─── Selected excerpt
Yan: Copy something that I did before. Look at the structure for the AppSync, the VTL template for DynamoDB. Now [inaudible 00:14:27] in the VTL file. Change the parameters where it's coming from, from the arguments, and that's it. I'm done. Within 30 seconds I've got a new endpoint, and then I do the same thing again for the next thing. So, it just takes no time to actually implement.
Yan: You end up spending a lot more time thinking about, "Okay, are we doing the right thing in terms of the DynamoDB structure? Are we thinking about the fact that we may have a different access pattern later? Should I be using one table for each entity? Should I consolidate several entities into one table?" For the out there, I'm not a big fan of single table design, at least not as a default, as a principal. I do use techniques where it makes sense, but I'm not dogmatic in terms of, "Okay, everything has to be in the same table."
Yan: So, my default is, "Have as many tables as you need, but where it makes sense. Because if you access patterns, then sure. Put multiple things into one table, and you apply similar techniques that people like Alex DeBrie and Rick Houlihan has been writing about and educating people on. I just don't think that you should be doing that all the time, just because."
Yan: Everything we do has a trade-off. And as much as single table design is going to give you some performance improvements and cost improvement, they only matter when you're at a certain scale. Otherwise, you're just paying the complexity cost without getting any of the benefit back. And there's some things that doesn't work as well. For example, DynamoDB streams becomes almost useless when you just get events for everything. You have this built in your own code, and then you've got a limit of five subscribers per stream.
Yan: Well, that's going to be a problem once you've got a more interesting system. They have to react to lots of different events. So, you have to do your own fan-out. One Lambda function to process events in the stream and then fanning out to other places so the other functions can [inaudible 00:16:30] of more than five subscribers. Things like that just become really difficult to deal with when you've got single table design, which I think, again, its complexity cost that would make sense if you're dealing with really high throughput like Amazon.
Yan: Rick Houlihan talked about all this migration project they've done. I mean, you're talking about people that are used hitting DynamoDB for millions of times per second. So, even the tiniest bit of optimization is going to need a lot of money. But that doesn't apply to 99.9% of people out there. So, as much as I love the work that Alex and Rick are doing, I do wish there's more contextual information that goes along with their advice around the single table design.
──────
─── Supplied data
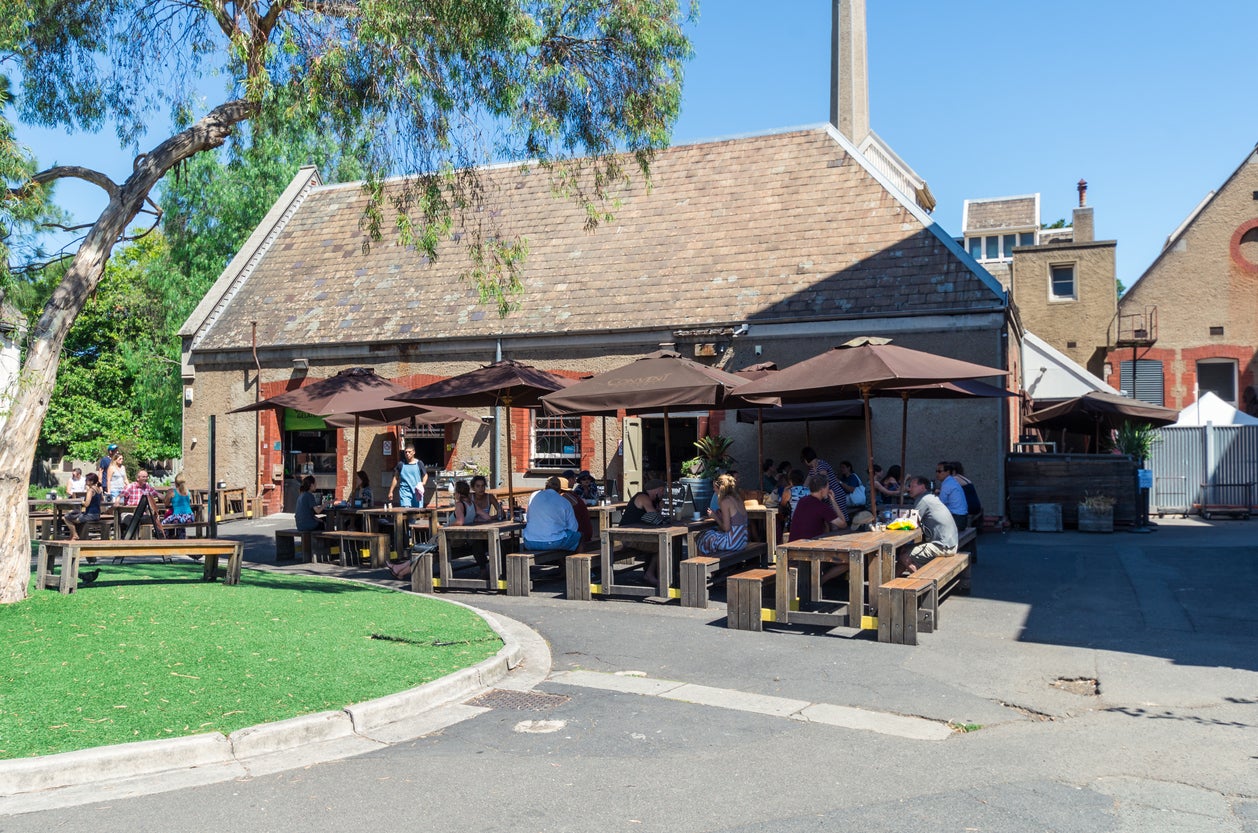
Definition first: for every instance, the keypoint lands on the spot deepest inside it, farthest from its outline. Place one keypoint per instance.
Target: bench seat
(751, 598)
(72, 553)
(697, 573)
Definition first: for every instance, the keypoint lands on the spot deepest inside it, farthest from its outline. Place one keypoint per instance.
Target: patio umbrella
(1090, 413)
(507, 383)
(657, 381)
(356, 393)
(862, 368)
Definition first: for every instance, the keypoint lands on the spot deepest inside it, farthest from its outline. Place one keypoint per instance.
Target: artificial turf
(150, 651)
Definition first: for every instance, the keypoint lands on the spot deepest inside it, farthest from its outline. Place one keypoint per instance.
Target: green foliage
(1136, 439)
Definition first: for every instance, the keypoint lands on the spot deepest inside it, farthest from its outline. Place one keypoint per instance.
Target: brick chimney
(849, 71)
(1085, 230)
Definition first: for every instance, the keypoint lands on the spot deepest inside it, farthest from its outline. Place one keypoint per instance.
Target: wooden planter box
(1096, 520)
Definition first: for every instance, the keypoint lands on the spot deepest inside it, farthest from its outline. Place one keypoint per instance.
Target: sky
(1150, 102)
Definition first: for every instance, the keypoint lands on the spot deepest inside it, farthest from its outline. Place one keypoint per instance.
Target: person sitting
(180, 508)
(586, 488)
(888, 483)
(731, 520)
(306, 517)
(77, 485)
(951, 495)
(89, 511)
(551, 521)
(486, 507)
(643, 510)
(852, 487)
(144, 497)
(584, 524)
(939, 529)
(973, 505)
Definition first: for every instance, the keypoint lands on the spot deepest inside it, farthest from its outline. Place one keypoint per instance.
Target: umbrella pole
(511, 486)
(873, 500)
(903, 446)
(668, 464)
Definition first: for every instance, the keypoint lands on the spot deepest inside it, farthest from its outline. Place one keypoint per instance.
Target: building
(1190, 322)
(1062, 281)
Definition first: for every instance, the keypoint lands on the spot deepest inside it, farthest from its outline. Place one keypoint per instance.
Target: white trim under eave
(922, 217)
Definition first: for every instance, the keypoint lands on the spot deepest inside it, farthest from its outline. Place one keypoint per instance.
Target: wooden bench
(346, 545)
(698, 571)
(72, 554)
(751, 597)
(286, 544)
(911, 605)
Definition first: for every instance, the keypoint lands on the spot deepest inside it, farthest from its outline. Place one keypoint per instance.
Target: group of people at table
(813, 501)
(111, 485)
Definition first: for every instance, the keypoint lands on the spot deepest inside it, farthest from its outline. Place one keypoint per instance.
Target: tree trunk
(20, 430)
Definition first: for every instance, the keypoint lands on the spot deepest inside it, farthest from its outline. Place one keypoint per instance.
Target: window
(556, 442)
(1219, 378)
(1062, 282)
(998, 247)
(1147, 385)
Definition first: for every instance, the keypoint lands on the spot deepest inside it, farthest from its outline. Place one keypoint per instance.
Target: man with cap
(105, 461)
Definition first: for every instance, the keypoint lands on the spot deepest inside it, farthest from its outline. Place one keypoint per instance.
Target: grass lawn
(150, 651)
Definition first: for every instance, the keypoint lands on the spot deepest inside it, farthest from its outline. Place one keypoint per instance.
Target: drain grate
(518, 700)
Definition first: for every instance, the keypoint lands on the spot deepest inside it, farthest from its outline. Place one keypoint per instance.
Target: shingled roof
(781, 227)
──────
─── Supplied data
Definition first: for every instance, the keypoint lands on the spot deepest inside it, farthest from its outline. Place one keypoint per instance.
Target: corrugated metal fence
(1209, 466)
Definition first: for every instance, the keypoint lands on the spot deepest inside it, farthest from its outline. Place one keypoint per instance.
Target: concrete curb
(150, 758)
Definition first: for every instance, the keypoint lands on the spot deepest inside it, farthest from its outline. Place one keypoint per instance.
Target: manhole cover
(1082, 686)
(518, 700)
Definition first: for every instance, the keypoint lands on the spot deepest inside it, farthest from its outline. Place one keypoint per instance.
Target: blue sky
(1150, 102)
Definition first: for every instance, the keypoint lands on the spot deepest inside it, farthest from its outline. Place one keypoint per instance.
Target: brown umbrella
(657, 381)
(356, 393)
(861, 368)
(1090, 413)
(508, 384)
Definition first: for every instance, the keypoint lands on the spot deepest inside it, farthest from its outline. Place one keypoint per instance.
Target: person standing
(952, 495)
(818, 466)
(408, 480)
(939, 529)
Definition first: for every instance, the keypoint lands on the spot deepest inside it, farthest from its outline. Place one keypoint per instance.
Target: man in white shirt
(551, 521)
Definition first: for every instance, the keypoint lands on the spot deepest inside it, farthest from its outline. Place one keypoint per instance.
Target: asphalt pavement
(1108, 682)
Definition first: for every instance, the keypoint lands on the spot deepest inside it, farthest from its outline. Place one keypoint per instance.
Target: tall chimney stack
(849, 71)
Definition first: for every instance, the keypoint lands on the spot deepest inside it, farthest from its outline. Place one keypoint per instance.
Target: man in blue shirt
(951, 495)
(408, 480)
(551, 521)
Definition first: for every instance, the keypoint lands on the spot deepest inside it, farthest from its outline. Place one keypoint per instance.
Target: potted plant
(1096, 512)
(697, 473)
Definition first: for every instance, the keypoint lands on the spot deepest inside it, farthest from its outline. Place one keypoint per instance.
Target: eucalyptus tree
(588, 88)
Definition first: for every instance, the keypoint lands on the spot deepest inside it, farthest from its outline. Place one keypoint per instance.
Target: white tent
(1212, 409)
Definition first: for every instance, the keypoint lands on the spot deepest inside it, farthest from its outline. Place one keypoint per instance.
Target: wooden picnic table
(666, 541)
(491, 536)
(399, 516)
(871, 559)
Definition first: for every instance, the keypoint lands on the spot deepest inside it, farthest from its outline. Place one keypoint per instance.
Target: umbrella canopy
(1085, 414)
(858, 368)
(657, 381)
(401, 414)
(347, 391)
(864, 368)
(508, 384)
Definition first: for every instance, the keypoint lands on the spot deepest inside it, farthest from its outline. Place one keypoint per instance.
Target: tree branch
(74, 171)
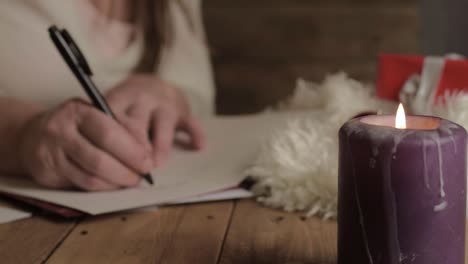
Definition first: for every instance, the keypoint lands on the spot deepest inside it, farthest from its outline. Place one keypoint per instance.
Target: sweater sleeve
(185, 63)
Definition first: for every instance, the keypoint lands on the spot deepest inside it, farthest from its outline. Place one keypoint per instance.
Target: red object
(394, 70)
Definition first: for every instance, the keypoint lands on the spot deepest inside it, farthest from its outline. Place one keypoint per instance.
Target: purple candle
──────
─── Supplied data
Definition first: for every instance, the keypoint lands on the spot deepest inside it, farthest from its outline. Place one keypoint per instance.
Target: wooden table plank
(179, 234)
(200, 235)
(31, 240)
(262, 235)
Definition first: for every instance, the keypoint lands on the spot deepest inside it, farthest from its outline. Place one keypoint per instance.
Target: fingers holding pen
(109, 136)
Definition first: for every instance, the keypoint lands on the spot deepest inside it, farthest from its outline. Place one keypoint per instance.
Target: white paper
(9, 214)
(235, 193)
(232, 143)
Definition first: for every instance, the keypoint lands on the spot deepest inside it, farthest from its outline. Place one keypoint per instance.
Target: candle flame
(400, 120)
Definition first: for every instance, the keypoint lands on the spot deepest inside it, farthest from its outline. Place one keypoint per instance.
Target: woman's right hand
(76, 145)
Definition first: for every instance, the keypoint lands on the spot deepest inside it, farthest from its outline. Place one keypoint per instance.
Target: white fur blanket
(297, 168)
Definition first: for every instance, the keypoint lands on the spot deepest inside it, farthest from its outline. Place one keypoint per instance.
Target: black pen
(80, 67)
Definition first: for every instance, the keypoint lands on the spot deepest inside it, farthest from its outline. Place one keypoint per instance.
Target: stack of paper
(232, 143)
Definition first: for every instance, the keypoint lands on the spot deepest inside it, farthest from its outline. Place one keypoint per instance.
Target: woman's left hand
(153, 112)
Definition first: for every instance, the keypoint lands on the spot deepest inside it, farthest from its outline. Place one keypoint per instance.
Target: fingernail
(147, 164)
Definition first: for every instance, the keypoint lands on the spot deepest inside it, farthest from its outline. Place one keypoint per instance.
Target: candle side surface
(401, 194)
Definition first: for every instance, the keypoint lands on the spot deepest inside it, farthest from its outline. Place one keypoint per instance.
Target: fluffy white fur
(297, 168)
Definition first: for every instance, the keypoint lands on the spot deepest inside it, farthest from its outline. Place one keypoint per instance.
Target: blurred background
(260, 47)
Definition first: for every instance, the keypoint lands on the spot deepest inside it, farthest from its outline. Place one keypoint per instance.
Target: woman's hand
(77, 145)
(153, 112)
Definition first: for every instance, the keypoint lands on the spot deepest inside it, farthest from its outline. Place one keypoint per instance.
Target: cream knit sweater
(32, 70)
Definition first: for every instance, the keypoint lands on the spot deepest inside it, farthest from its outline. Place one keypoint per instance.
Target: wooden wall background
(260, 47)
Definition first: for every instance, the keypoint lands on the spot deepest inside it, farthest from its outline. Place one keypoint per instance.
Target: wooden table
──────
● Work instructions
1. According to the DynamoDB transcript, how many subscribers can a DynamoDB stream have?
2. Carry the DynamoDB transcript on from its final sentence.
The data has no role in this work.

● The results
1. Five subscribers per stream.

2.
Yan: There's a strong correlation, not causation, the strong correlation of people that tells me that VTL sucks are hated to people that are using single table design, because you do [crosstalk 00:17:28] more custom code in VTL when using single table design. VTL is not the most popular language out there, even though once you get used to it, it-
Adam: Developer friendly.
Yan: Yeah, exactly. So, a lot of people struggle with VTL, especially when they have to write more custom logic, because the single table design requires to do that. If you are making one query to get multiple data and you have to slice the data out in the response template. Things like that just adds complexity. And when I have to pay extra, I always want to know, "Am I getting the right amount in return?" In this case, I don't think most people would be. But again, I guess that's another discussion for another time maybe with Alex on this show.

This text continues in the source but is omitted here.